[Items from a data source]
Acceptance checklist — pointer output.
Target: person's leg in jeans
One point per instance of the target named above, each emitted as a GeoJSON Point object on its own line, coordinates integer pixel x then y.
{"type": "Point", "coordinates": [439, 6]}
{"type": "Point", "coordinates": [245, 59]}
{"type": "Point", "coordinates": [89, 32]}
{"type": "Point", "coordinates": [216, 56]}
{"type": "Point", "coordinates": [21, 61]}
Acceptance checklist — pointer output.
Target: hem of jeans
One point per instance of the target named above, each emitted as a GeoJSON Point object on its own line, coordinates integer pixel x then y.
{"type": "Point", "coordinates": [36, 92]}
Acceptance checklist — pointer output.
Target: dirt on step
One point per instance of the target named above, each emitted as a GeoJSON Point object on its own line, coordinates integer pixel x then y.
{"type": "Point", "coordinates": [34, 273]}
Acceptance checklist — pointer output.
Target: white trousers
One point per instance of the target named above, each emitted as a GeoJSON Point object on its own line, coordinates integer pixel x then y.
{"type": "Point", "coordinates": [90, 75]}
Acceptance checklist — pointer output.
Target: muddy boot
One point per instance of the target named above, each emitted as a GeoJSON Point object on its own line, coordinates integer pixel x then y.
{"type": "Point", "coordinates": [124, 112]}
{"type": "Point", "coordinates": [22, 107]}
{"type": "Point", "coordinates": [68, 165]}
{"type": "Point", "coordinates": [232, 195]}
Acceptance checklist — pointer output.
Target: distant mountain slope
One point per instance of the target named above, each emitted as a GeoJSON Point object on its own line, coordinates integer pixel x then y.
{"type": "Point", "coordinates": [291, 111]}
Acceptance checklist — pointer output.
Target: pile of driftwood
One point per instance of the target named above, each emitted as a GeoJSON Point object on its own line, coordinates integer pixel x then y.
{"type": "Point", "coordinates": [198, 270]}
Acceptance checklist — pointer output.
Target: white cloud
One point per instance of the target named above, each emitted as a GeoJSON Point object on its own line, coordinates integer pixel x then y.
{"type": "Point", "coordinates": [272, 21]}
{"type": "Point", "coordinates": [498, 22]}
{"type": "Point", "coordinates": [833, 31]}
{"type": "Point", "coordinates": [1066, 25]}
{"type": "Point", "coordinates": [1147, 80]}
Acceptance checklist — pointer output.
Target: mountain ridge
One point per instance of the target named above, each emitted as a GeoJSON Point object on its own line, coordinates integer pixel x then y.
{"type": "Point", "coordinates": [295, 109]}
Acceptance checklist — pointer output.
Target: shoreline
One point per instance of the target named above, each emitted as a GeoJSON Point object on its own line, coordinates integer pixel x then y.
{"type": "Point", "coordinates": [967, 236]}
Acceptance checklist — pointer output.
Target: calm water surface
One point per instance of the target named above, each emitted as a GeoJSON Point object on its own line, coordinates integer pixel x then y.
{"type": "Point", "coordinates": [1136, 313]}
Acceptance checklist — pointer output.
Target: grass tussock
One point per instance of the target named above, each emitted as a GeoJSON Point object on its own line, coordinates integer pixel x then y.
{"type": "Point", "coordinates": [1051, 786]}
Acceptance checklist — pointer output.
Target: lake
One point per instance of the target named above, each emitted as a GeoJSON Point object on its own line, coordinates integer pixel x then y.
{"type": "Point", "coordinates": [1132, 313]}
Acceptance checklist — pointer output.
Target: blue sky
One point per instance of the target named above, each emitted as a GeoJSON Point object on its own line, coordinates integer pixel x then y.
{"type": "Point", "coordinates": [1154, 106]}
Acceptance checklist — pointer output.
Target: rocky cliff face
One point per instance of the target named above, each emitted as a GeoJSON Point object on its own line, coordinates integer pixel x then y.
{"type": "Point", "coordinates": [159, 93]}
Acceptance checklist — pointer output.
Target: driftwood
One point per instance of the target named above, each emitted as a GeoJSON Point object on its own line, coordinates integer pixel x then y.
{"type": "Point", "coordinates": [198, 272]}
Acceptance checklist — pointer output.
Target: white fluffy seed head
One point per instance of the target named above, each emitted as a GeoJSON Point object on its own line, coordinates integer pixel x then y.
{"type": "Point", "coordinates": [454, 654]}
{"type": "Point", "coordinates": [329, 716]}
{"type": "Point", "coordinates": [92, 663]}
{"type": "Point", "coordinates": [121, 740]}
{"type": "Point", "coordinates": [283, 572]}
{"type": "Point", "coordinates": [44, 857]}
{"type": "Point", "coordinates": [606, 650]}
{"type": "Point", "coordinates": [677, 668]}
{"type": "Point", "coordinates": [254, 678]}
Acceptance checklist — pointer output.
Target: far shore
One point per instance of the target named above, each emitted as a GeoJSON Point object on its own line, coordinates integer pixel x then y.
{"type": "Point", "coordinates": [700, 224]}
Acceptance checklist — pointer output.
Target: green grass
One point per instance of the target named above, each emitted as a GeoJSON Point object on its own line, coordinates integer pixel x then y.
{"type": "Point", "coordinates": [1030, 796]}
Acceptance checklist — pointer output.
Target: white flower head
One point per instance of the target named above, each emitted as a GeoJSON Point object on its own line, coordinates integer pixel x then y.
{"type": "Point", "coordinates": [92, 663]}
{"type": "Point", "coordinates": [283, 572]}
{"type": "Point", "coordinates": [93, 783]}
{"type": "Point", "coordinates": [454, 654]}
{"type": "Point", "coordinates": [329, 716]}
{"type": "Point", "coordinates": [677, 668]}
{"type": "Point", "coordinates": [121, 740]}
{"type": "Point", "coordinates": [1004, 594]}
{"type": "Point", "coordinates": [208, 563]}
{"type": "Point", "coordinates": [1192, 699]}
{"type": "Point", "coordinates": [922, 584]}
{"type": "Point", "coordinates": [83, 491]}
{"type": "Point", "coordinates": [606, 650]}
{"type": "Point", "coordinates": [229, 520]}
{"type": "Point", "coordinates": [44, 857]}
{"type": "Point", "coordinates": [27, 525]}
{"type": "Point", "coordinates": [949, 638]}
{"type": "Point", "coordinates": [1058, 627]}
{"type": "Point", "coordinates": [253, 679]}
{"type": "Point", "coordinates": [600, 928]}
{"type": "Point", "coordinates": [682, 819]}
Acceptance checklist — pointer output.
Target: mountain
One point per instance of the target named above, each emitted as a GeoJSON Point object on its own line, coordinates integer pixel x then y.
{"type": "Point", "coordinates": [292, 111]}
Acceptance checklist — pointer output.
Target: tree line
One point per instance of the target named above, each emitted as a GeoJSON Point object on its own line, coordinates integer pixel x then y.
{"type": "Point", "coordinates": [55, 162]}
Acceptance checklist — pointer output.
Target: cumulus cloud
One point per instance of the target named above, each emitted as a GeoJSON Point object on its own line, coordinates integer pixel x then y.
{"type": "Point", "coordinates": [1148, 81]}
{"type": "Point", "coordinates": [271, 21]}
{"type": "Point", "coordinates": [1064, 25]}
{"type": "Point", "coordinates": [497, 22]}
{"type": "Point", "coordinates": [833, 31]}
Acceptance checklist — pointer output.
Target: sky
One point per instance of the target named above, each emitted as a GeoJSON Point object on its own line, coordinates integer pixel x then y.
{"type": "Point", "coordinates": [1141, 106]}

*HOW TO COMPLETE THIS TASK*.
Exactly the lines from the one containing "Target: sky" through the end of the records above are to be printed, and no others.

*FINISHED TASK*.
Target: sky
One point per instance of the target named above, each emitted as a GeoJSON Point object on its own line, coordinates integer pixel x then y.
{"type": "Point", "coordinates": [1141, 106]}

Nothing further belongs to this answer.